*Problem*. From the records below, copy each line that has the word "tree" in it.

*Data*.
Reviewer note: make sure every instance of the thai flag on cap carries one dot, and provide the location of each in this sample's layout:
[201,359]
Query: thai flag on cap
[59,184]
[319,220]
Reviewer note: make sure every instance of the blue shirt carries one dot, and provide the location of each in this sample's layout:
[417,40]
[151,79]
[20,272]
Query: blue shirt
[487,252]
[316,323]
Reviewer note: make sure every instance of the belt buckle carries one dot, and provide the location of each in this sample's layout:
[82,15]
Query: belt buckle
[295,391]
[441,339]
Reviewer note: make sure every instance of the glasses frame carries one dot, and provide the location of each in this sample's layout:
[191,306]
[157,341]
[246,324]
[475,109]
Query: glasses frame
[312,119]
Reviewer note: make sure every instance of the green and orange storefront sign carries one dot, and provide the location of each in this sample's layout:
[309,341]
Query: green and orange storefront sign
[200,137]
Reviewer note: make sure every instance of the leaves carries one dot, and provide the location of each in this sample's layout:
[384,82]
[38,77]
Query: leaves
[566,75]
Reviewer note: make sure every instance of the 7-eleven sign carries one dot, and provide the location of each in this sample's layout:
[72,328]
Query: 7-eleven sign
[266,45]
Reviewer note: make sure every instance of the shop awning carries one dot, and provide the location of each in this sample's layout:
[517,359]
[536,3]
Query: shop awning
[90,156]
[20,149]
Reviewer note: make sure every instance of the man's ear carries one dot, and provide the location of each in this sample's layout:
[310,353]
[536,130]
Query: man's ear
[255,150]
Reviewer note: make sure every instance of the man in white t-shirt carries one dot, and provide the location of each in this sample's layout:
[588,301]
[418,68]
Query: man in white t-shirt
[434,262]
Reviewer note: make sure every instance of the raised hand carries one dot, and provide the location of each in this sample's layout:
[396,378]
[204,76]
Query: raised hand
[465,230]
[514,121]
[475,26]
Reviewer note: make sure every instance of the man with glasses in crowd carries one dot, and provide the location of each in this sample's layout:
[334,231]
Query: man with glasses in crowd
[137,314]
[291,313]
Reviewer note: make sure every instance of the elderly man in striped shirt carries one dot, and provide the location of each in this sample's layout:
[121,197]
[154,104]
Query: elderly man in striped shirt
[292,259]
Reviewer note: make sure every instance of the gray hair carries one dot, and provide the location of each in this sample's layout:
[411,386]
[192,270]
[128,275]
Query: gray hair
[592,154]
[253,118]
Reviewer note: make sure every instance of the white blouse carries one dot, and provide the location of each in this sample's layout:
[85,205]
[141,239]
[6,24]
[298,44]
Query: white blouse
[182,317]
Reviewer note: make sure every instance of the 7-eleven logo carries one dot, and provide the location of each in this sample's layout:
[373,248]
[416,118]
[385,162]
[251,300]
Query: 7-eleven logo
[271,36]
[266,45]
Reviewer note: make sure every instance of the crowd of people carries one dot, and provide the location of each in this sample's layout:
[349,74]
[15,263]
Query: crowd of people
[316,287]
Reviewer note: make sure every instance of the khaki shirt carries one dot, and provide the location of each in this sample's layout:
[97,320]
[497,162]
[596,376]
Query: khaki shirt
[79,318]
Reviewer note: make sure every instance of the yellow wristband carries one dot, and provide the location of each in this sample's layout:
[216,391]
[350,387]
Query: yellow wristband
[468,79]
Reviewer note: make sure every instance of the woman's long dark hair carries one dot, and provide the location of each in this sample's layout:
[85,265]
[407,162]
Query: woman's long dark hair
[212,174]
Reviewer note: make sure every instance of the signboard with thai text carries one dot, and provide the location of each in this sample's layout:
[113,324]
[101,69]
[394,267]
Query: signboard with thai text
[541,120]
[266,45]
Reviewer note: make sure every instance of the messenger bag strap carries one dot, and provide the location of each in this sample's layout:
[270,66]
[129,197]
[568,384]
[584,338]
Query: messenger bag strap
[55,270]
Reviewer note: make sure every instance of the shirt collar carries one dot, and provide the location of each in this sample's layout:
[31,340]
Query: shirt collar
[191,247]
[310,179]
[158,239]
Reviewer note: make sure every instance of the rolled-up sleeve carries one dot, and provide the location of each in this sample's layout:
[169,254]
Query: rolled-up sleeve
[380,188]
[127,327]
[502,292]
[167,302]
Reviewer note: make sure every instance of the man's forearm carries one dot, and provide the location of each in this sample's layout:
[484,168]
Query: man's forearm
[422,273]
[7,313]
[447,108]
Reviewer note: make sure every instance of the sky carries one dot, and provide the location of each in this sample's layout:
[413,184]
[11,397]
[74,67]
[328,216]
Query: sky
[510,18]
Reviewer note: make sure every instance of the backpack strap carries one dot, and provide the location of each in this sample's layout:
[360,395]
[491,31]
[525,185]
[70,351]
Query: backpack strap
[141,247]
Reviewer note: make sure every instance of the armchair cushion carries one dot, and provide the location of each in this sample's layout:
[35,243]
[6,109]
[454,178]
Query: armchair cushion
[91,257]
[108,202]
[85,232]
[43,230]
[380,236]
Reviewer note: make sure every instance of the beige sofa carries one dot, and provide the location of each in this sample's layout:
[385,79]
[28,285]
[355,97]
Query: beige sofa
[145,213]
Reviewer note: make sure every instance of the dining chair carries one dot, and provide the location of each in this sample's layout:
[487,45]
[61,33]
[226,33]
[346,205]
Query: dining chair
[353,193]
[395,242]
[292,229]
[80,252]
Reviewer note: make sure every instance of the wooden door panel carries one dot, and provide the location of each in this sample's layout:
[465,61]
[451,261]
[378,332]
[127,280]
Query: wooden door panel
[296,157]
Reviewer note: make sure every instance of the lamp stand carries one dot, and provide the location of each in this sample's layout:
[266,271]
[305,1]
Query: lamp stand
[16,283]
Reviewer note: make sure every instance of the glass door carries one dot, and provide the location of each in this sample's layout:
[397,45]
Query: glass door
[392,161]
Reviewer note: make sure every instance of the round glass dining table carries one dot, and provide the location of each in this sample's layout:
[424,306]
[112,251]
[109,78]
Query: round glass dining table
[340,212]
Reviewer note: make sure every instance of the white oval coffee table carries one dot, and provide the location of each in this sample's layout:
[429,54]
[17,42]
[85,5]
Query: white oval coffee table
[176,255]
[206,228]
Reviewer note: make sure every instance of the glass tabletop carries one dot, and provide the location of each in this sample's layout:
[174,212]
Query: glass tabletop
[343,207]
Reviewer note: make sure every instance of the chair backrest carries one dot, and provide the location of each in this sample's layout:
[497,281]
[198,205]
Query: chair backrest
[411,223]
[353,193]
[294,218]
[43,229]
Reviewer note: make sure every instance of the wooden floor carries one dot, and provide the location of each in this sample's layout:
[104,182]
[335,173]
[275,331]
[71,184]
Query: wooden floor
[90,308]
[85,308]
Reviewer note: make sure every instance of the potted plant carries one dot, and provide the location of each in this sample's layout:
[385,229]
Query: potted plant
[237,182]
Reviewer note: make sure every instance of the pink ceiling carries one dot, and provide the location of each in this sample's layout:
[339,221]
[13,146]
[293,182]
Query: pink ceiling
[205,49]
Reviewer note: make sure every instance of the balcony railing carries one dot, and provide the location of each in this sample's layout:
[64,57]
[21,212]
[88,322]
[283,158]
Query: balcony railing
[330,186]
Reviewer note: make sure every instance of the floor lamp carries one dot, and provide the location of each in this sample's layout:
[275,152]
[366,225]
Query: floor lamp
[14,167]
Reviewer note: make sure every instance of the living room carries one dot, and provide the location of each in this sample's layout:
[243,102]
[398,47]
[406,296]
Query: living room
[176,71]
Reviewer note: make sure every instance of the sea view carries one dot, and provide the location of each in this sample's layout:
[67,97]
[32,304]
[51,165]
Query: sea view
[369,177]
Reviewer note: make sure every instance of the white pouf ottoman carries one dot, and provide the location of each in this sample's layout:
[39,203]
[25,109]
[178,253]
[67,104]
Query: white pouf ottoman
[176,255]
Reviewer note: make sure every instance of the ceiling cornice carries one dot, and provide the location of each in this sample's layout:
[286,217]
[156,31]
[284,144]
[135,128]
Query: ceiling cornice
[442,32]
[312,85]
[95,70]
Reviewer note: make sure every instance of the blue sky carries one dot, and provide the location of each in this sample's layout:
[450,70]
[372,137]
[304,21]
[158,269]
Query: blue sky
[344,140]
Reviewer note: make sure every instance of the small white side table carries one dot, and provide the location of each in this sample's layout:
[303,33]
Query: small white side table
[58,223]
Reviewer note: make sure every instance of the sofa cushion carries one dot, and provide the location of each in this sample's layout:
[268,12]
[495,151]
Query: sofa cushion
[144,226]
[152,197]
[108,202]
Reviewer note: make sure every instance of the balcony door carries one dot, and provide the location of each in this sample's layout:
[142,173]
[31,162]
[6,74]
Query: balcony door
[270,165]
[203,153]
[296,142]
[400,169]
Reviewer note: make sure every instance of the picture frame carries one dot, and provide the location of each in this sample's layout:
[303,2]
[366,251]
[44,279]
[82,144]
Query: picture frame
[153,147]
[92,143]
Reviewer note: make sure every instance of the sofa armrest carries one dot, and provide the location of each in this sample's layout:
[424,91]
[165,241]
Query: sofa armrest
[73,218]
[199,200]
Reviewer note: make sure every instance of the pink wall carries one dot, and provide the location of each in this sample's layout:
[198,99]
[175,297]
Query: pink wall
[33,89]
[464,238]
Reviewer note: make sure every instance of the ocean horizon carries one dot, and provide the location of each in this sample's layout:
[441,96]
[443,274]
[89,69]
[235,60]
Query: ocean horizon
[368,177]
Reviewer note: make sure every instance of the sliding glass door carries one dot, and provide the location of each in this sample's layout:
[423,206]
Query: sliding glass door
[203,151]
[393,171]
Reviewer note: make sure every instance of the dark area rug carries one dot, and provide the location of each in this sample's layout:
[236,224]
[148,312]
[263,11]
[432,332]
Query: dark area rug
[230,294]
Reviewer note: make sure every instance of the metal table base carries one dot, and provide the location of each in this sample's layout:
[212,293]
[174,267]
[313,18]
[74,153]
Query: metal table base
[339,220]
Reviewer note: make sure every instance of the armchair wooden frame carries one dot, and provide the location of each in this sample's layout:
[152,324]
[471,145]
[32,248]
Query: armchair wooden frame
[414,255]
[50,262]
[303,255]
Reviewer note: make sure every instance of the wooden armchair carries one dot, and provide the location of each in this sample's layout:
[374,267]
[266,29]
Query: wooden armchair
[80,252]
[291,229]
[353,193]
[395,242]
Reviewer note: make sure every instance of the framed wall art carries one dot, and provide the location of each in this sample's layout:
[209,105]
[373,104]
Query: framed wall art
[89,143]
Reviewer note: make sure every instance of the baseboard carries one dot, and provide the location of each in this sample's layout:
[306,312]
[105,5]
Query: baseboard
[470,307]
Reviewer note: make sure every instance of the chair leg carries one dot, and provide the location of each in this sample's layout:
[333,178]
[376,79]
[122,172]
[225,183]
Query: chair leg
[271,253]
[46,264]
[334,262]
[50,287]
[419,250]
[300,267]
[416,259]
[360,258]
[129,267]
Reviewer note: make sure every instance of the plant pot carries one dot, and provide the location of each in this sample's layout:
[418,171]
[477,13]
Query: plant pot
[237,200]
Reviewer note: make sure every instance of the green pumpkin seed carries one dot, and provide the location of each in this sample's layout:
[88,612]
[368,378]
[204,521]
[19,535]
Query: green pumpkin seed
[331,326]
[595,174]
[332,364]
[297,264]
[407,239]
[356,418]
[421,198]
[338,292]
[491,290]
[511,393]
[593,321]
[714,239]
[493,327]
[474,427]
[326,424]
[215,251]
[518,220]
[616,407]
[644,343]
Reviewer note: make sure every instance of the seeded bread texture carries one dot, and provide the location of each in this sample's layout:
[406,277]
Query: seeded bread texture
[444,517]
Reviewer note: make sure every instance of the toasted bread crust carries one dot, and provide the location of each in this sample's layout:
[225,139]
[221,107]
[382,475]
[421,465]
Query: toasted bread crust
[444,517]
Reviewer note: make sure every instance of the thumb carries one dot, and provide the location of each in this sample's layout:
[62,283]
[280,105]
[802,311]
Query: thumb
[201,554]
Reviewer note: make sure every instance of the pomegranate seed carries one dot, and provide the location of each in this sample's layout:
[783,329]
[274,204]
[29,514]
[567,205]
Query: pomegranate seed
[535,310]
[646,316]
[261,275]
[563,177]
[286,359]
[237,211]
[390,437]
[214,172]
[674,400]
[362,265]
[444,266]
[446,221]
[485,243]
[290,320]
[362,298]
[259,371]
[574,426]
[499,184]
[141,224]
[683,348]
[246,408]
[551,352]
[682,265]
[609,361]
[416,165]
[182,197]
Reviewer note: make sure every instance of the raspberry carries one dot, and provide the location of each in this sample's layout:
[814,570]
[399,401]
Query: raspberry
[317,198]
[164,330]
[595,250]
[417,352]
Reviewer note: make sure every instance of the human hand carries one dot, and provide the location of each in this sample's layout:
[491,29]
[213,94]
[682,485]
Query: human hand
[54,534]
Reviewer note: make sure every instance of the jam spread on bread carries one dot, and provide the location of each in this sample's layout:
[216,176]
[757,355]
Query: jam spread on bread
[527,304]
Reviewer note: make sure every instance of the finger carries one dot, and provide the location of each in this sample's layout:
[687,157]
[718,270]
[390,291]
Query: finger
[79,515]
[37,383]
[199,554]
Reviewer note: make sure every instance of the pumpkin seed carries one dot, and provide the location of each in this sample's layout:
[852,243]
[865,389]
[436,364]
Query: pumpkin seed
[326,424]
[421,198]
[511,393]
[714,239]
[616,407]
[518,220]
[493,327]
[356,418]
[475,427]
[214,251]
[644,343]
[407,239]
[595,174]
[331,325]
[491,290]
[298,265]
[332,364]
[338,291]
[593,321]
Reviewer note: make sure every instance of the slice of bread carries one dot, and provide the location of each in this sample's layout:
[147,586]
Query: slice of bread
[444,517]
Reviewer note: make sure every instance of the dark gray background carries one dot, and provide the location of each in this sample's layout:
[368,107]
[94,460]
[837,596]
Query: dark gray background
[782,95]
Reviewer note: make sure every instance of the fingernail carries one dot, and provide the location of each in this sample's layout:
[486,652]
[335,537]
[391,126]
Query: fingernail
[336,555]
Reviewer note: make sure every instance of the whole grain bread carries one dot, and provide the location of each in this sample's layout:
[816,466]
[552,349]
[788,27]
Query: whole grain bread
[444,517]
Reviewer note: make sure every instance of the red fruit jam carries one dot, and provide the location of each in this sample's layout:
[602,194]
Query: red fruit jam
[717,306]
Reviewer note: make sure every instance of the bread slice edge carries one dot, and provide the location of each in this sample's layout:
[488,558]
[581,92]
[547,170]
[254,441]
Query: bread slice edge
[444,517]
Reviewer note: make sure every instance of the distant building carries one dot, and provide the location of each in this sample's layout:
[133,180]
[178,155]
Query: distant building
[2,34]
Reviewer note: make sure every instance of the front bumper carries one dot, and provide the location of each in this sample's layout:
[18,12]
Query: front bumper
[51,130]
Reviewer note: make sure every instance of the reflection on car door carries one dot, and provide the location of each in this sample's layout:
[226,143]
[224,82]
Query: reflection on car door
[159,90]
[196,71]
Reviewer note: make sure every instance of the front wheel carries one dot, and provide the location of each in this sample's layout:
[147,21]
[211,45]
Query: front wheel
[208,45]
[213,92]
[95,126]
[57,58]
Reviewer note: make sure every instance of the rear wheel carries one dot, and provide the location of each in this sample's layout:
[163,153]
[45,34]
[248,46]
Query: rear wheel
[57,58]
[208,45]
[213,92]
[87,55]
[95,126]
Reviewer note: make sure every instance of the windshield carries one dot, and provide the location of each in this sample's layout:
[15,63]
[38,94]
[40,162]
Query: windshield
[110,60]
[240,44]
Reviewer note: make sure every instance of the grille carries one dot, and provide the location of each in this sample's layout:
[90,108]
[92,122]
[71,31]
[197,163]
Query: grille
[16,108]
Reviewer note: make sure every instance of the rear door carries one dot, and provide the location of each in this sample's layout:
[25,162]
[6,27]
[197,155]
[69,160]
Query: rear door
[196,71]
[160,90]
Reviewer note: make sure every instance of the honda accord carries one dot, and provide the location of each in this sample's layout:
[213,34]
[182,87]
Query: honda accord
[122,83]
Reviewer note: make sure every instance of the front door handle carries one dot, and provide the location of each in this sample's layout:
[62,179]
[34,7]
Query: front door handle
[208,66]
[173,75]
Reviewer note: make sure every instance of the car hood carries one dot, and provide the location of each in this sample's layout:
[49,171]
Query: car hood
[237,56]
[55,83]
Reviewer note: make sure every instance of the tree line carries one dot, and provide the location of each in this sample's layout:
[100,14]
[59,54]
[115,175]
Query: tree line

*Answer to the exercise*.
Reviewer note: make sure every instance of the tree line carries one dot, and provide the location of each in this sample's layout:
Query: tree line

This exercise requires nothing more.